# Movitrac B Sollwerte



## Michael Scholz69 (18 Dezember 2021)

Hallo, 
ich hätte eine Frage bezüglich dem Movitrsc Umrichter. Die maximale Geschw. beträgt 1500 U/min, die Mindestdrehzahl beträgt 700 U/min. Für die Sollwerte habe ich einen analogen Eingang mit Strom von 4-20mA. Ich möchte den Umrichter gerne so parametrieren, dass wenn er 6mA bekommt, dass er automatisch gleich auf 700 U/min umschaltet. Meine Frage jetzt ist, kann man den Umrichter so parametrieren, sodass die Anlage stehen bleibt sobald der Umrichter nur 5,9mA bekommt? Ich habe bereits den Parameter 720 probiert aber leider ohne Erfolg, da der maximale Wert von dem Parameter bei 500 liegt.


----------



## dekuika (18 Dezember 2021)

Ich wüsste jetzt nicht ob das geht. Movitrac nehme ich nicht so oft aber warum gibst Du Deinem Umrichter nicht erst bei 700 U/Min die Freigabe? Bzw. wo kommen die 6 mA her?


----------



## zako (18 Dezember 2021)

Bei einem sinamics G120 würde ich das über freie Bausteine machen. Hat Dein Antrieb womöglich auch irgendwelche Logikglieder die man da nehmen könnte - zumindest irgendwas was man als Vergleicher nehmen kann und dann z.B. in einen anderen Datensatz umschalten kann?


----------



## maxder2te (18 Dezember 2021)

Rein über Parameter geht das ziemlich sicher nicht. Ich hab noch irgendwas von einer Sollwert-Halt-Funktion im Kopf, bin aber nicht sicher ob dir das hilft.

Wenn du IPOS am Umrichter freischaltest, sollte sich Ganze aber mit einem kleinen IPOS-Programm lösen lassen.

Hast du keine Möglichkeit das mit der Logik der übergeordneten Steuerung zu realisieren?


----------



## Tigerente1974 (27 Dezember 2021)

Geht das nicht über Parameter 119?


----------



## maxder2te (27 Dezember 2021)

Tigerente1974 schrieb:


> Geht das nicht über Parameter 119?


Nein, ein Abschalten unterhalb eines bestimmten Sollwertes ist damit nicht möglich


----------



## maxder2te (27 Dezember 2021)

So, ich habe mich jetzt nochmal in das Thema eingelesen. 
P720-722 "Sollwert-Halt-Funktion" wäre genau für diese Funktion vorgesehen, der Halt-Sollwert last sich allerdings nur bis 500 U/min rauf stellen - das hat der TE ja schon selbst festgestellt. 

Deine Anforderung lässt sich also nur durch externe Beschaltung oder IPOS lösen.

• • • • • • •

Gestellte Aufgabe 1. Gib jede Zeile der Datensätze zurück, in der die Zeichenfolge "rough" vorkommt, wobei Groß- und Kleinschreibung zu beachten ist.
Der Forumsthread und die Datensätze stammen aus unterschiedlichen Quellen.

Datensatzeinträge
• • • • • • •

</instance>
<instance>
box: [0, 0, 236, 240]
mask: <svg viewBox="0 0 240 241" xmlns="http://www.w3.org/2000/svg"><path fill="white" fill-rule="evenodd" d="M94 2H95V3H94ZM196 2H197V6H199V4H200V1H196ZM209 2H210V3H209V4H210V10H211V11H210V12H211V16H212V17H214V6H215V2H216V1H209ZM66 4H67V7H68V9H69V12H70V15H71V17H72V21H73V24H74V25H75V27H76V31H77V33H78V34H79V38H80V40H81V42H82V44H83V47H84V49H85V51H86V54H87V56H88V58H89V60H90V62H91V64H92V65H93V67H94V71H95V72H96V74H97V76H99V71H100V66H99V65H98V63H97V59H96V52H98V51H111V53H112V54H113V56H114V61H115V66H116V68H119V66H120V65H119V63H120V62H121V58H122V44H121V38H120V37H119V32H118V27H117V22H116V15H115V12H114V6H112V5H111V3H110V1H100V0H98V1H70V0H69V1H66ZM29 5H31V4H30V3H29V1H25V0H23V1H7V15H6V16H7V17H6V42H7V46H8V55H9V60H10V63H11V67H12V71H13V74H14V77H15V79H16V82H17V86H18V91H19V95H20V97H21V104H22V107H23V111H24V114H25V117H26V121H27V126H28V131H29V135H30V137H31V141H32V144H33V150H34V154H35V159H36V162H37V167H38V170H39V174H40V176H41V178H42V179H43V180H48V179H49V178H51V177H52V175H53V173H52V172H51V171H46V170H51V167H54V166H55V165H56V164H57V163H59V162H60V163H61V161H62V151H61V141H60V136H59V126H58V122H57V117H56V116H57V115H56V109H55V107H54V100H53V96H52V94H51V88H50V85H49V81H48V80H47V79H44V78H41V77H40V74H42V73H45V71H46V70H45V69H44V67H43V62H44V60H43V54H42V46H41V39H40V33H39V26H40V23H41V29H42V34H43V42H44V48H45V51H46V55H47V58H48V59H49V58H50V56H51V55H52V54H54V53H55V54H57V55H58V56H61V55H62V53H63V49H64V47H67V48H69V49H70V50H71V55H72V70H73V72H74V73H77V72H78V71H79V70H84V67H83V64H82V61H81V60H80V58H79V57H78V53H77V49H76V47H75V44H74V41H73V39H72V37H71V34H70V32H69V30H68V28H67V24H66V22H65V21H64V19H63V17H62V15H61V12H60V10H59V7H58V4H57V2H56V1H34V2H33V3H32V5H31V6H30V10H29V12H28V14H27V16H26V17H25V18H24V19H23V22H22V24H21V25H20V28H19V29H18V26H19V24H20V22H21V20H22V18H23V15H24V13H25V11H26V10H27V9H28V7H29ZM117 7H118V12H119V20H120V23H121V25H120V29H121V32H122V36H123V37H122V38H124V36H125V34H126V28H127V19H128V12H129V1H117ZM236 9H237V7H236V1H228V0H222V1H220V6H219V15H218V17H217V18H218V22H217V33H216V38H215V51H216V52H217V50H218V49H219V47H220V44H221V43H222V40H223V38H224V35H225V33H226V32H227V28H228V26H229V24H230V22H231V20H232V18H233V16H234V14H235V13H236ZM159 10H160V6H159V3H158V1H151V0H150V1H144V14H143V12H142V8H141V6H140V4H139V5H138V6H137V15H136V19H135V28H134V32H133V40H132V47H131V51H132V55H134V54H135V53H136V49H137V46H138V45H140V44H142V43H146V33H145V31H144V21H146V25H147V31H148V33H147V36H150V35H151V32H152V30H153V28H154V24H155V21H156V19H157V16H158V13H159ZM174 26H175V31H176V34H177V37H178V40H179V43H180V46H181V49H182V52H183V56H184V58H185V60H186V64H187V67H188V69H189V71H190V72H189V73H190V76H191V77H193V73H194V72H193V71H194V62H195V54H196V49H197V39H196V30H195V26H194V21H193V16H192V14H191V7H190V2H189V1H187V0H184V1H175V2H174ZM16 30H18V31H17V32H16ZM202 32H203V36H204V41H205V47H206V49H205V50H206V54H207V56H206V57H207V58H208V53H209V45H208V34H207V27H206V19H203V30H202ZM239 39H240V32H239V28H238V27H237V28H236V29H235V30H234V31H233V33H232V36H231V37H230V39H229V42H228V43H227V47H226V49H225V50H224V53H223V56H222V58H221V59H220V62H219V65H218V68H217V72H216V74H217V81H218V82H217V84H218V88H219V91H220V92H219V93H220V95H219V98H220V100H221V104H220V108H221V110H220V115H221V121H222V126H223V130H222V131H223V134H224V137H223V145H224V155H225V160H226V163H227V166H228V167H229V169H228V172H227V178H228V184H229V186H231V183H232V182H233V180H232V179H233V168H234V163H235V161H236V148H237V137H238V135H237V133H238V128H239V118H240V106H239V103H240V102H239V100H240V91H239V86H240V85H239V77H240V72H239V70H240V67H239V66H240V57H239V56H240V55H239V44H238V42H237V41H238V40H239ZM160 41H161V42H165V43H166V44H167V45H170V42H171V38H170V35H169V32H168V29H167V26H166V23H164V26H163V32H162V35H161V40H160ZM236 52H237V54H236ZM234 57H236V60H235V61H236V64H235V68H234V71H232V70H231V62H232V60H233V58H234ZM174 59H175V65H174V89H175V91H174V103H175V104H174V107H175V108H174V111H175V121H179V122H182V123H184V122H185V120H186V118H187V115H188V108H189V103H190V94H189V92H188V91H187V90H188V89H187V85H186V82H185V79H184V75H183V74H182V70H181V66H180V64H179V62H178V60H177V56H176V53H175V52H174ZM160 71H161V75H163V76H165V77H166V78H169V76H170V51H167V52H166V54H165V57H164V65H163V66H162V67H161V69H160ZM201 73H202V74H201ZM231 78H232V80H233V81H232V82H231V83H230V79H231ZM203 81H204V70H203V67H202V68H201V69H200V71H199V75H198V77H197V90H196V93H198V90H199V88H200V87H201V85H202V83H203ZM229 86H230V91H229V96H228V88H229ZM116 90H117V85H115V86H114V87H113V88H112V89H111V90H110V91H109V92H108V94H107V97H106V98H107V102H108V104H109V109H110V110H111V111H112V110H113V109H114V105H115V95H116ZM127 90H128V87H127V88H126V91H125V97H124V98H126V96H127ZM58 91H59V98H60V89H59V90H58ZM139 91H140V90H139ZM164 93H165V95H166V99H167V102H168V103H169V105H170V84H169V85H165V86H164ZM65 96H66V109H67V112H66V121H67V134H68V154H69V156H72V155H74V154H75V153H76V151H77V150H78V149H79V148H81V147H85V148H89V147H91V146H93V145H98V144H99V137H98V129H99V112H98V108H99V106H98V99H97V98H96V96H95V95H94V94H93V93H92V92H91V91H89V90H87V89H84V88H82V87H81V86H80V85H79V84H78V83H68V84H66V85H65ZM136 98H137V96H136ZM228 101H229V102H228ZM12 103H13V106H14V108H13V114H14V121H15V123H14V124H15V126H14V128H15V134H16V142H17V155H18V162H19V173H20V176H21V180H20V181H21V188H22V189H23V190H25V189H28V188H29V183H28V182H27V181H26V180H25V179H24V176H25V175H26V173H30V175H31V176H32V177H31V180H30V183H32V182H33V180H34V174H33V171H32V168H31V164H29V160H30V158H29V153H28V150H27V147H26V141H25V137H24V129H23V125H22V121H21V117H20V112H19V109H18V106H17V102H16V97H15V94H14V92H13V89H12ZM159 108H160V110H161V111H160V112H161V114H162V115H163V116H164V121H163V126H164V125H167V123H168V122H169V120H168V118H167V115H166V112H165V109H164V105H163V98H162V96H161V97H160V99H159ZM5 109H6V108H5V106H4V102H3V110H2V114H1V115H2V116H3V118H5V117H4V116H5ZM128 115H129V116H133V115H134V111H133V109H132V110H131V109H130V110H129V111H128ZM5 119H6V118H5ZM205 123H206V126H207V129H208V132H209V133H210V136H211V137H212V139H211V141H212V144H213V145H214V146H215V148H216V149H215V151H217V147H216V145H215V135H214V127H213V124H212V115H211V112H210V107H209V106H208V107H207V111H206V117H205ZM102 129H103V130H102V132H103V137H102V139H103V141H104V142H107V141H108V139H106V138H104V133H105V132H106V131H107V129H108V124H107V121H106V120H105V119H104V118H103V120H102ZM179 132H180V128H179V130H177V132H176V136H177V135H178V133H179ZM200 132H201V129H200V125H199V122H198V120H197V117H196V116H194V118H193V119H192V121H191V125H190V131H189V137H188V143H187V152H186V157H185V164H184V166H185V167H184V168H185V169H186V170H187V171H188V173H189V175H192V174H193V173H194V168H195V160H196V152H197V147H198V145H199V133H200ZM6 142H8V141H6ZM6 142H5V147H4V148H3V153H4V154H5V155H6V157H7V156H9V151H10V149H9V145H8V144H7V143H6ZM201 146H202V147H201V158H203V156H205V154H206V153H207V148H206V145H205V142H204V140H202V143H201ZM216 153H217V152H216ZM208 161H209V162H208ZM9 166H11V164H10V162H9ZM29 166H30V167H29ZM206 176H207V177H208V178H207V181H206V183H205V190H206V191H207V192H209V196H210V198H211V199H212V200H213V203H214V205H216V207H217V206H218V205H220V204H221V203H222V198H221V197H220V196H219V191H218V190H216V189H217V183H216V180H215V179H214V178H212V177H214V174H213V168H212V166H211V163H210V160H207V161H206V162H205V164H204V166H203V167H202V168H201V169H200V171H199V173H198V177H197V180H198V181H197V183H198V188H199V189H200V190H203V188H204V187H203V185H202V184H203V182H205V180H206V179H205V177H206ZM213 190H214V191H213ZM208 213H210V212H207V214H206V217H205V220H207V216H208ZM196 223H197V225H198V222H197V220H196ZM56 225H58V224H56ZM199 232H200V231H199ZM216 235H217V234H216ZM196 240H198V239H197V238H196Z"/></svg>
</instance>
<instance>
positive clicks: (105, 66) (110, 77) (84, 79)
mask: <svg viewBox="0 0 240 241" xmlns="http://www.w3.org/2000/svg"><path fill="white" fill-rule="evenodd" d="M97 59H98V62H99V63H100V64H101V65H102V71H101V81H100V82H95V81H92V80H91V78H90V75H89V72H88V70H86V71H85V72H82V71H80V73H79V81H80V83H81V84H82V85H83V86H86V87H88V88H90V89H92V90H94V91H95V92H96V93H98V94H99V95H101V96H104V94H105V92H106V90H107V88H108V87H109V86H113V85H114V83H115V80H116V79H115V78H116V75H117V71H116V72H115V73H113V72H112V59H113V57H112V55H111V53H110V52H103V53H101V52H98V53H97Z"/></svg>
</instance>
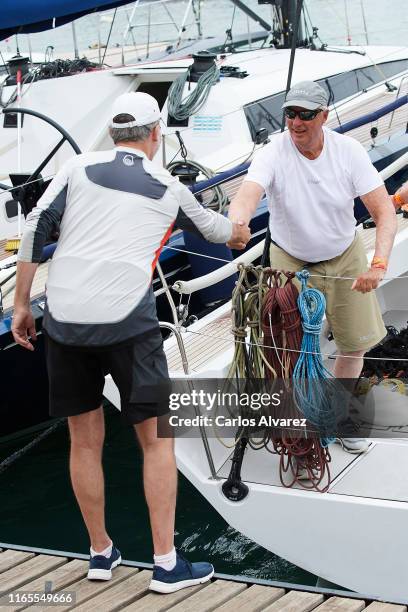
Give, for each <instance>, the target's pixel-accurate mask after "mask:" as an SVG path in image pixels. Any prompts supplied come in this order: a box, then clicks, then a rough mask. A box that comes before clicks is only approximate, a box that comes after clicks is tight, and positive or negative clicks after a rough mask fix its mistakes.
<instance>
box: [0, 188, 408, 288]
mask: <svg viewBox="0 0 408 612" xmlns="http://www.w3.org/2000/svg"><path fill="white" fill-rule="evenodd" d="M0 194H1V192H0ZM163 248H164V249H170V250H171V251H178V252H180V253H187V254H188V255H197V256H198V257H205V258H207V259H215V260H216V261H221V262H222V263H228V264H233V263H234V261H231V260H229V259H223V258H221V257H214V256H213V255H205V254H204V253H195V252H194V251H188V250H187V249H178V248H177V247H171V246H167V245H165V246H164V247H163ZM236 265H237V266H238V265H239V264H236ZM277 272H284V270H277ZM309 276H310V277H311V278H312V277H313V278H332V279H337V280H356V278H354V277H352V276H330V275H328V274H309ZM406 278H408V276H384V278H383V280H399V279H406ZM381 282H382V281H381Z"/></svg>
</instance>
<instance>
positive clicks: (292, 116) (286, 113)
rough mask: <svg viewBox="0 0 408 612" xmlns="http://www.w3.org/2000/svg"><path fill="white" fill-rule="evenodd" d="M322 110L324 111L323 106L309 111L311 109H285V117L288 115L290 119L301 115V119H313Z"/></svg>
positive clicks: (318, 113)
mask: <svg viewBox="0 0 408 612" xmlns="http://www.w3.org/2000/svg"><path fill="white" fill-rule="evenodd" d="M321 112H322V109H321V108H318V109H317V110H314V111H309V110H304V111H295V110H293V108H285V109H284V113H285V117H287V118H288V119H294V118H295V117H299V119H301V121H312V120H313V119H315V118H316V117H317V115H318V114H319V113H321Z"/></svg>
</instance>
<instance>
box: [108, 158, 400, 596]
mask: <svg viewBox="0 0 408 612" xmlns="http://www.w3.org/2000/svg"><path fill="white" fill-rule="evenodd" d="M406 163H407V157H405V159H401V160H400V161H399V162H397V164H395V163H394V165H393V167H391V168H388V169H385V170H384V171H383V175H384V176H386V175H387V174H388V173H389V172H393V171H395V170H396V169H398V166H399V165H401V164H406ZM358 231H359V232H360V234H361V235H362V239H363V242H364V246H365V249H366V253H367V258H368V259H369V260H370V259H371V258H372V256H373V254H374V242H375V230H374V228H371V229H363V226H362V225H360V226H359V229H358ZM262 250H263V242H260V243H259V244H258V245H256V246H255V247H253V248H252V249H250V250H249V251H248V252H247V253H244V254H243V255H242V256H240V257H239V258H238V259H237V260H235V262H232V263H227V264H225V266H224V267H222V268H220V269H218V270H216V271H214V272H212V273H210V274H207V275H204V276H203V277H201V278H195V279H193V280H191V281H180V282H177V283H175V289H176V290H177V291H178V292H179V293H180V294H182V295H185V296H190V295H191V294H192V293H194V292H196V291H199V290H202V289H203V288H206V287H209V286H211V285H212V284H213V283H216V282H219V281H220V280H223V279H224V278H225V277H227V276H229V275H231V274H234V273H235V272H236V270H237V264H239V263H240V264H244V265H245V264H249V263H251V262H253V261H255V260H256V259H257V258H259V256H260V255H261V253H262ZM407 262H408V219H405V218H403V217H401V216H399V221H398V234H397V238H396V241H395V246H394V249H393V252H392V256H391V259H390V265H389V269H388V272H387V277H386V279H385V280H384V281H383V282H382V284H381V286H380V288H379V289H378V290H377V294H378V298H379V302H380V304H381V308H382V314H383V318H384V321H385V322H386V323H387V324H392V325H395V326H397V327H399V326H401V325H404V324H406V321H407V317H408V308H407V300H406V289H405V288H404V285H405V283H406V280H407V278H408V263H407ZM161 325H162V327H163V328H164V329H167V330H168V329H171V330H172V332H173V334H172V335H171V336H170V337H169V338H168V339H167V340H165V343H164V347H165V352H166V356H167V361H168V366H169V370H170V377H171V378H172V380H173V381H175V382H176V383H177V382H179V383H183V382H184V383H186V389H187V390H190V391H191V390H192V389H195V390H196V392H197V393H199V392H200V390H201V389H203V388H206V387H203V379H205V380H207V379H212V380H213V381H214V379H217V378H218V379H220V386H219V387H218V388H219V389H222V388H223V381H224V379H225V377H226V376H227V374H228V371H229V369H230V367H231V361H232V359H233V355H234V339H233V336H232V334H231V329H232V320H231V303H230V302H229V303H226V304H224V305H223V306H221V307H219V308H217V309H216V310H214V311H213V312H211V313H209V314H208V315H206V316H205V317H203V318H202V319H200V320H199V321H196V322H195V323H193V324H191V325H190V326H188V327H183V326H179V325H175V324H174V323H161ZM244 341H245V342H248V341H249V340H248V337H247V339H246V340H244ZM320 343H321V351H322V355H324V357H325V361H326V365H328V364H329V361H330V359H331V358H333V356H334V355H336V354H337V348H336V345H335V342H334V340H333V339H331V340H330V339H329V338H328V337H327V334H325V333H324V332H322V334H321V337H320ZM401 382H402V381H401ZM404 388H405V387H404ZM382 391H383V395H381V389H380V390H379V394H380V395H377V396H374V401H375V400H376V401H377V403H376V419H375V423H376V425H375V427H374V428H373V429H372V432H371V435H372V436H378V437H373V438H371V439H370V447H369V450H368V452H366V453H364V454H362V455H350V454H347V453H345V452H343V451H342V450H341V448H340V446H337V445H331V446H330V455H331V461H330V481H329V483H328V488H327V490H326V491H325V492H317V491H315V490H310V488H309V489H305V488H303V487H302V486H300V485H295V486H294V487H287V486H283V484H282V482H281V480H280V477H279V456H278V455H276V454H271V452H270V449H269V450H268V449H267V448H262V449H258V450H254V449H253V448H249V447H248V448H246V450H245V452H244V453H242V454H241V455H240V462H241V465H240V471H239V472H237V471H236V465H234V462H236V461H237V456H236V455H235V448H236V445H238V443H237V441H236V440H234V434H232V435H231V433H229V434H228V435H225V434H224V431H225V428H223V427H219V428H218V432H217V426H216V425H214V423H211V424H208V425H203V426H201V427H195V429H194V432H195V433H193V434H191V433H190V437H189V434H188V432H187V434H185V435H182V436H179V437H176V439H175V452H176V458H177V466H178V469H179V470H180V471H181V473H182V474H183V475H184V476H185V477H186V478H187V479H188V480H189V481H190V482H191V483H192V484H193V485H194V486H195V487H196V488H197V489H198V491H200V493H201V494H202V495H203V496H204V497H205V498H206V500H207V501H209V503H211V504H212V506H213V507H214V508H215V509H216V510H217V511H218V512H219V513H220V514H221V516H222V517H223V518H224V519H225V520H226V521H227V523H228V524H229V525H231V526H232V527H234V528H235V529H237V530H238V531H240V532H241V533H243V534H244V535H245V536H247V537H248V538H250V539H252V540H253V541H255V542H256V543H257V544H259V545H261V546H263V547H264V548H266V549H267V550H270V551H272V552H274V553H276V554H278V555H280V556H281V557H283V558H285V559H287V560H288V561H290V562H292V563H294V564H296V565H297V566H299V567H301V568H303V569H305V570H308V571H310V572H312V573H314V574H317V575H318V576H320V577H321V578H323V579H325V580H327V581H329V582H330V583H334V584H337V585H340V586H342V587H344V588H347V589H349V590H352V591H355V592H357V593H359V594H362V596H364V595H366V596H369V597H370V598H374V599H381V600H385V601H391V602H398V603H407V601H408V598H407V590H406V575H407V570H408V561H407V558H406V554H405V551H406V546H407V544H408V536H407V535H406V529H405V523H406V516H407V503H408V487H407V479H406V477H405V471H404V470H405V468H404V466H405V465H406V464H407V460H408V443H407V442H408V440H407V433H408V401H407V397H406V394H405V393H406V391H404V392H403V394H402V395H398V394H397V393H395V392H393V391H392V390H391V389H388V390H385V391H384V390H382ZM394 391H395V389H394ZM104 395H105V397H107V398H108V399H109V401H110V402H111V403H112V404H113V405H114V406H116V407H117V408H118V409H120V398H119V394H118V391H117V388H116V386H115V385H114V383H113V381H112V379H111V378H110V376H108V377H106V383H105V389H104ZM205 414H206V408H205V406H203V405H202V406H198V408H197V416H201V417H202V418H203V417H204V416H205ZM173 431H177V428H176V429H174V430H173ZM197 431H199V432H200V435H199V436H197V435H195V434H196V432H197ZM233 431H234V428H233ZM235 432H238V427H237V428H236V429H235ZM238 455H239V453H238ZM231 475H233V476H234V477H233V479H232V480H231ZM227 483H228V484H229V485H230V486H227V487H226V484H227ZM231 487H233V488H232V494H231ZM234 488H235V491H234Z"/></svg>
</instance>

• • • • • • •

Gestellte Aufgabe 2. Gib den Abschnitt des Forumsthreads zu den Movitrac-B-Sollwerten wortgetreu wieder, der mit den Worten "## zako (18" beginnt und mit "dir das hilft." endet.

Lösung 1.
Give, for each <instance>, the target's pixel-accurate mask after "mask:" as an SVG path in image pixels. Any prompts supplied come in this order: a box, then clicks, then a rough mask. A box that comes before clicks is only approximate, a box that comes after clicks is tight, and positive or negative clicks after a rough mask fix its mistakes.
rough mask: <svg viewBox="0 0 408 612" xmlns="http://www.w3.org/2000/svg"><path fill="white" fill-rule="evenodd" d="M322 110L324 111L323 106L309 111L311 109H285V117L288 115L290 119L301 115V119H313Z"/></svg>

Lösung 2.
## zako (18 Dezember 2021)

Bei einem sinamics G120 würde ich das über freie Bausteine machen. Hat Dein Antrieb womöglich auch irgendwelche Logikglieder die man da nehmen könnte - zumindest irgendwas was man als Vergleicher nehmen kann und dann z.B. in einen anderen Datensatz umschalten kann?


----------



## maxder2te (18 Dezember 2021)

Rein über Parameter geht das ziemlich sicher nicht. Ich hab noch irgendwas von einer Sollwert-Halt-Funktion im Kopf, bin aber nicht sicher ob dir das hilft.